● Prompt:
Lines below that include "shorts" are the answer; copy each one.

===== Records for the exercise

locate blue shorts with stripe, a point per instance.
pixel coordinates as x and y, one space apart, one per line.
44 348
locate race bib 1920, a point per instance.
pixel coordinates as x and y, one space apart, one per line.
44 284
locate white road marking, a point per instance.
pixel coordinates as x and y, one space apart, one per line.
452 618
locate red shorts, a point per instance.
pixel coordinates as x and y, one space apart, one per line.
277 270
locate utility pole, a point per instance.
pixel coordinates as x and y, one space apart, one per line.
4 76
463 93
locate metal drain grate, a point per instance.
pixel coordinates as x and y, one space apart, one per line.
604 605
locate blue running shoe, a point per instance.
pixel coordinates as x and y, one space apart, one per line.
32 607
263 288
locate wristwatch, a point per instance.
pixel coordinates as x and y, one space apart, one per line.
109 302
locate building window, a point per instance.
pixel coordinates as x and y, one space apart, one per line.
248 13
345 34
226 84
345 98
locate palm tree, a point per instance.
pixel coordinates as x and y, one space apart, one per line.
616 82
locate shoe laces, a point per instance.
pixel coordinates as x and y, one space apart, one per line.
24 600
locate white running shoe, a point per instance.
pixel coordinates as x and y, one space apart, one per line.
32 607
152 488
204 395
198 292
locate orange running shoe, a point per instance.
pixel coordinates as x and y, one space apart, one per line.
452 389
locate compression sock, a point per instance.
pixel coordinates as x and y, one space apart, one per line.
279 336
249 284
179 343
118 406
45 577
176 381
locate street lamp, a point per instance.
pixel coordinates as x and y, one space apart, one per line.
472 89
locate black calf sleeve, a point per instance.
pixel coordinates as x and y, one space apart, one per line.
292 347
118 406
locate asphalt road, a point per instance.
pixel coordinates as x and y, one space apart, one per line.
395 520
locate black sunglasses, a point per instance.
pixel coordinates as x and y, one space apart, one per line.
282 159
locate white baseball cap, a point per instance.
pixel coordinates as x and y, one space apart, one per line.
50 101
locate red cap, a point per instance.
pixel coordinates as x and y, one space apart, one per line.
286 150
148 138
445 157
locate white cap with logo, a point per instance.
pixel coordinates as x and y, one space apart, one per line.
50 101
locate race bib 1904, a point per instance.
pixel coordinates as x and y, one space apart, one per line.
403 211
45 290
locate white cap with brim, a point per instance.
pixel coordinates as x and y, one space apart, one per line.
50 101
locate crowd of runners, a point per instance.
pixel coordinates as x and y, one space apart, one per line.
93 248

==========

● Answer area:
locate blue shorts with stripe, a point per instance.
locate red shorts, a point per instance.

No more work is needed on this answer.